Task set:
1. In the thread on inode reuse, from "If the file's" to "refresh logic...", can you rename "cache" to "client cache" and give that passage again?
2. Answer these questions about the thread on inode reuse:
(a) Which file system allocates inode numbers serially?
(b) What inode number does ext4 give the file "new"?
(c) At what value does the quoted message expect the consecutive counter to wrap?

** start Excerpt **

It's serial for tmpfs, but that's an implementation detail.
ext4 and xfs will both allocate through some larger stride.

... Actually didn't think it'd be this easy to reproduce, but ext4
reliably recyles the same inodes after unlink:
h
# touch a b c
# ls -li a b c
357 -rw-r--r--. 1 root root 0 Dec 29 21:39 a
365 -rw-r--r--. 1 root root 0 Dec 29 21:39 b
366 -rw-r--r--. 1 root root 0 Dec 29 21:39 c
# rm -f a b c
# touch new
# ls -li new
357 -rw-r--r--. 1 root root 0 Dec 29 21:40 new
# rm -f new
# touch again
# ls -li again
357 -rw-r--r--. 1 root root 0 Dec 29 21:40 again

(works even if I actually write something into the files and sync them)

> So I would not expect an inode number to be reused before the consecutive
> counter wraps at 2^64. And then, this discussion is about files still being
> open. So host's file system can't recycle the inode number unless 9p client
> closes the corresponding old FID.

If the file's still open, it's not removed from the fs -- we're
guaranted the inode won't come back yet.
For a networked file system though I was thinking of cache more than
open files, e.g. in the previous example a 9p client might think 'new'
and 'again' are the same file.
I guess it doesn't really matter since we have no cache invalidation /
refresh logic...

> > In cacheless modes we should drop dentries as soon as no file/process
> > use it, ad drop inodes as soon as there's no dentries left.
> > In cached mode we should have an extra ref to dentries (droppable on
> > memory pressure somehow -- we're not doing that correctly right now
> > afaik), that'll keep the inode alive, so we should try very hard to
> > always reuse the same inode/dentres to avoid needless lookups.

** end Excerpt **
** start Data rows **

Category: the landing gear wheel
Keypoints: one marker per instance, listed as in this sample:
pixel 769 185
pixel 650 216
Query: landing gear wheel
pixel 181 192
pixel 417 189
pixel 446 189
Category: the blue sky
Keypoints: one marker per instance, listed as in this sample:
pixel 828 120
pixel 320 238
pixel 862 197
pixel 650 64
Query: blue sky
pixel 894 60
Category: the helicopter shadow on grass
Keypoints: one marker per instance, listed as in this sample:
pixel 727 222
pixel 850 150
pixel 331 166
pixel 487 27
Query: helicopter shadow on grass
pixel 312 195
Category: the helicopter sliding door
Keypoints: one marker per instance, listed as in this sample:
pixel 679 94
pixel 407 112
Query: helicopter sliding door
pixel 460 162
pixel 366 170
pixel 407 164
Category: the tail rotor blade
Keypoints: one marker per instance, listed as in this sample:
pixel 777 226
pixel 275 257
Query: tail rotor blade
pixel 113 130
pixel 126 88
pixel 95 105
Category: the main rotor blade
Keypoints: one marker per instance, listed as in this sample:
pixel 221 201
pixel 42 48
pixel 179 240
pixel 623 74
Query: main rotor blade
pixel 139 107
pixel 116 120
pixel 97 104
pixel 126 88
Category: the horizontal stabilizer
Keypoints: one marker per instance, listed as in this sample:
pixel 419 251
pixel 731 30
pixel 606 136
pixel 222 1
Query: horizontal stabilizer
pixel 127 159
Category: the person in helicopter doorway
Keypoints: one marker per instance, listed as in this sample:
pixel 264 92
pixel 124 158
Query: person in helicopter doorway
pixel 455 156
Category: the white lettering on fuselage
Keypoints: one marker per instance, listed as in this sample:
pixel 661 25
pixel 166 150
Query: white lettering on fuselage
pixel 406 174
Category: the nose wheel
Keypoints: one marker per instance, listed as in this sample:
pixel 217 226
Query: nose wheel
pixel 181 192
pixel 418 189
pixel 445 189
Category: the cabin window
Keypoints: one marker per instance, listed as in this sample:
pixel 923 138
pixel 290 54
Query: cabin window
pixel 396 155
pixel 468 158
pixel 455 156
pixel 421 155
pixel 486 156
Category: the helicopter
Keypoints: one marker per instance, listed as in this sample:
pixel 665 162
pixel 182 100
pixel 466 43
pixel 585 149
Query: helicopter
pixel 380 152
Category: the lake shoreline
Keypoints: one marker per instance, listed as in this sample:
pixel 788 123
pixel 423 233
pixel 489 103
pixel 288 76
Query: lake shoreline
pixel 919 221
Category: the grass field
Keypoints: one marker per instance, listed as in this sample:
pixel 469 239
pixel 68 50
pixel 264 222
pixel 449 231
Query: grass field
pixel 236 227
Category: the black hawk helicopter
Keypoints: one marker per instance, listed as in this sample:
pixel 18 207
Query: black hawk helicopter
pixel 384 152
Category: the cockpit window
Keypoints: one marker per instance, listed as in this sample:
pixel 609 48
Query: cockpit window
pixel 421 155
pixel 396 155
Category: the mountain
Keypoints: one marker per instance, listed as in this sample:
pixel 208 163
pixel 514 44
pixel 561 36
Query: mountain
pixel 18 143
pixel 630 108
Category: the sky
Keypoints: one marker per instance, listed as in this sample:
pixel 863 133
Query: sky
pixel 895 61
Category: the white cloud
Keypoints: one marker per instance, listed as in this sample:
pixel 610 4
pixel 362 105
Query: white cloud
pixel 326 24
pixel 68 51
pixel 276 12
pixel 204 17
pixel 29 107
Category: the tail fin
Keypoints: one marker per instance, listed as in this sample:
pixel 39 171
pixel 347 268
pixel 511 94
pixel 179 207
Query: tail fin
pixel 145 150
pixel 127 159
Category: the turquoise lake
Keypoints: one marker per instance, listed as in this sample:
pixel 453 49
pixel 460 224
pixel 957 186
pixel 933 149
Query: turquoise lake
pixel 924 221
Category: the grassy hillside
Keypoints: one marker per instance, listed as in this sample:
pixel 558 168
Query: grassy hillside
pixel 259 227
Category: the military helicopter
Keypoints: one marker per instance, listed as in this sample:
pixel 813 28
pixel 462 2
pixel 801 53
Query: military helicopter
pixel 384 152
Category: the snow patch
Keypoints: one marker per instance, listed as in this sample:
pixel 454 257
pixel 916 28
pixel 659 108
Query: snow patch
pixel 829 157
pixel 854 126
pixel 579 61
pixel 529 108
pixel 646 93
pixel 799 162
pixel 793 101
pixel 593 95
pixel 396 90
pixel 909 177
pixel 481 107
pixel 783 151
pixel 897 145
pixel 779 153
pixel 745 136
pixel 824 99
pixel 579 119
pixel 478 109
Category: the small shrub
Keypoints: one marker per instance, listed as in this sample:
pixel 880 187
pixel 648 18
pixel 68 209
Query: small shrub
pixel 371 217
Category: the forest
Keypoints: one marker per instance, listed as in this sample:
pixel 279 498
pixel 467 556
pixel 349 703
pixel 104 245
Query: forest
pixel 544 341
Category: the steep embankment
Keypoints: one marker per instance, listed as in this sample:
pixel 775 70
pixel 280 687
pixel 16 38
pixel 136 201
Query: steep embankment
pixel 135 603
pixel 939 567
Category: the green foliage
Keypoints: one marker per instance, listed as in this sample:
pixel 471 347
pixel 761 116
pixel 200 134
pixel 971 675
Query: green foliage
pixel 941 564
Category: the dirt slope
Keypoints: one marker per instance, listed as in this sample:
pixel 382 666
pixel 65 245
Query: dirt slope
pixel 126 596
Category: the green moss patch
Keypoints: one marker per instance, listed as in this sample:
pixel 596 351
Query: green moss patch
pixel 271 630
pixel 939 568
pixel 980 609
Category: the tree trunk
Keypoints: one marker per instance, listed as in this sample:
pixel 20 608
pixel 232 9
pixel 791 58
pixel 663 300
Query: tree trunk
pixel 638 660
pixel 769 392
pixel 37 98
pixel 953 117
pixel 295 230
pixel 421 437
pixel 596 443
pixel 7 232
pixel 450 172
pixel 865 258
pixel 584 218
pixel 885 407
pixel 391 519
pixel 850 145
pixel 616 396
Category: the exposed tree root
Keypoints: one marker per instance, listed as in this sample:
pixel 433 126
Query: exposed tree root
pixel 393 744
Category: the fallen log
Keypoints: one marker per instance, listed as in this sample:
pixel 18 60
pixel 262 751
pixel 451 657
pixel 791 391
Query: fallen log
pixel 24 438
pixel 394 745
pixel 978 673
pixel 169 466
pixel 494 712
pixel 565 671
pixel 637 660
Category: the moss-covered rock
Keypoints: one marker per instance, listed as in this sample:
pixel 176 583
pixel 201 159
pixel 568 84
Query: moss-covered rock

** end Data rows **

Answers in order:
1.
If the file's still open, it's not removed from the fs -- we're
guaranted the inode won't come back yet.
For a networked file system though I was thinking of client cache more than
open files, e.g. in the previous example a 9p client might think 'new'
and 'again' are the same file.
I guess it doesn't really matter since we have no client cache invalidation /
refresh logic...

2.
(a) tmpfs
(b) 357
(c) 2^64